Output only the lines below from the one containing "FIND: green grass lawn" to the one containing "FIND: gray hatchback car", exactly as written, both ends kept.
━━ Data to use
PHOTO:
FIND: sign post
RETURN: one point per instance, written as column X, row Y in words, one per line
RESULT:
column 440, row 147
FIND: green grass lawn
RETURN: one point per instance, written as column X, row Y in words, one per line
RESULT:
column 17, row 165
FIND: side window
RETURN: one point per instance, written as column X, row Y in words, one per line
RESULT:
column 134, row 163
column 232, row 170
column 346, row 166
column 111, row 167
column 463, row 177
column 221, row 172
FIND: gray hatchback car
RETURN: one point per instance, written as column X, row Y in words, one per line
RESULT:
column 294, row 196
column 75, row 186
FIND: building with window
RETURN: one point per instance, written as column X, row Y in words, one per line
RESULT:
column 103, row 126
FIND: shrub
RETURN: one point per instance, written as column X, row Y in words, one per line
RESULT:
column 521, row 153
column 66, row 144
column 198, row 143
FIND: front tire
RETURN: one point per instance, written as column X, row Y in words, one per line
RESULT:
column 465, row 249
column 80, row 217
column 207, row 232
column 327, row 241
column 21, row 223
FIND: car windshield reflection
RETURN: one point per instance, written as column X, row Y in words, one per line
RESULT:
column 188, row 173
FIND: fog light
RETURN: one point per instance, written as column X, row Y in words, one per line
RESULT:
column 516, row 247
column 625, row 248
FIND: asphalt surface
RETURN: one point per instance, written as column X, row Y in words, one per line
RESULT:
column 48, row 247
━━━━
:: Expected answer ::
FIND: green grass lawn
RETURN: one point per instance, written as column X, row Y in words, one per line
RESULT:
column 17, row 165
FIND: side window
RETURN: one point per instance, written as column X, row Y in words, one per line
RESULT:
column 134, row 163
column 232, row 170
column 346, row 166
column 111, row 167
column 463, row 177
column 221, row 172
FIND: gray hatchback car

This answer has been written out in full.